### Page
+ + +
The coin is encapsulated inside a burgundy leatherette, clamshell-style presentation case, lined with black velvet and protected by a black outer sleeve. An individually-numbered certificate of authenticity is included.

Specifications
Country Canada
Year of Issue 2013
   
Face Value 25 Dollars
Weight 30.76 g
Diameter 3.15 mm
Mintage Limit    6,000
   
Finish Proof with Ultra High Relief
Composition .9999 Fine (Pure) Silver
Edge Plain
   
Artist Richard Cochrane
Certificate Individually Numbered

Complete Certificate Text

The comforting glow of the moon

A full moon inspires awe and wonder in all those who gaze at it. Long before recorded history, cultures around the world were charting the moon’s path across the night sky. Its perpetual waxing and waning, vanishing and reappearing, marked the passage of time—not clock time, but the cycles of life; the ebb and flow of the sea; the birth, maturation and migration of animals; the sprouting of new plants and the scattering of seeds.

Unlike the sun, the moon does not blaze its power upon the earth. It is subtle, more receptive and reflective. The moon brightens the darkness and is therefore a powerful guide or protector—and as the force that rules the tides, it is strongly linked to water.

The moon is a sacred symbol that appears in countless First Nations traditions. These ancient cultures often carved masks to express the intimate relationship between the invisible forces above and the people, animals, plants, rocks and earth below.

To the Muscoday First Nations of Saskatchewan, the moon is their protective grandmother, matron of the earth. She is the one who pulls back the ocean tides to set the table and establish the mood. Richard Cochrane, a member of the Bear Clan and renowned Aboriginal artist, carved a wooden mask of Grandmother Moon smiling with the gentle knowing of a grandmother. Cochrane’s great-grandmother was the sister of Robert Bear, second chief of his band when it was known as the John Smith Reserve. Carving the mask took two years. Says Cochrane, “You don’t rush Grandmother.”
+ + +
### Exercise task A
List everything that, according to the coin description, lies below in the relationship that the carved masks express.
### Exercise task B
Echo the coin description word for word, from "The comforting glow" up to and including "scattering of seeds.".

[Excerpts from point annotation data]
+ + +
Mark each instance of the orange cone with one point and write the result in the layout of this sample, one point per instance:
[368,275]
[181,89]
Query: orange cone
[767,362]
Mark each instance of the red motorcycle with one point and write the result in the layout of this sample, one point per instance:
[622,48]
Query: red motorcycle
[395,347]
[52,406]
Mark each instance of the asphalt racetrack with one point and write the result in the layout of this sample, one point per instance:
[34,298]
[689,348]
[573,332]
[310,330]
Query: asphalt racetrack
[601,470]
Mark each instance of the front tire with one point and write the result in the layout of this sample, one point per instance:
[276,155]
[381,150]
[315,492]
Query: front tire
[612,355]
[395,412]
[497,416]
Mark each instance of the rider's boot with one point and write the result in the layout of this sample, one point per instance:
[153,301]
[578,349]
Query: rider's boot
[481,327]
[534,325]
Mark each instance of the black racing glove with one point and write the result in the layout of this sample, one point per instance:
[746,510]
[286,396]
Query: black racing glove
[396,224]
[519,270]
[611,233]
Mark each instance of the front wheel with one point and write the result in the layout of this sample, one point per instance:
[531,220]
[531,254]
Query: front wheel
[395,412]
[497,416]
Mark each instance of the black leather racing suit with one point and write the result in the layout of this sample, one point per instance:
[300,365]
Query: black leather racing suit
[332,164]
+ + +
### Complete response A
people, animals, plants, rocks, earth

### Complete response B
The comforting glow of the moon

A full moon inspires awe and wonder in all those who gaze at it. Long before recorded history, cultures around the world were charting the moon’s path across the night sky. Its perpetual waxing and waning, vanishing and reappearing, marked the passage of time—not clock time, but the cycles of life; the ebb and flow of the sea; the birth, maturation and migration of animals; the sprouting of new plants and the scattering of seeds.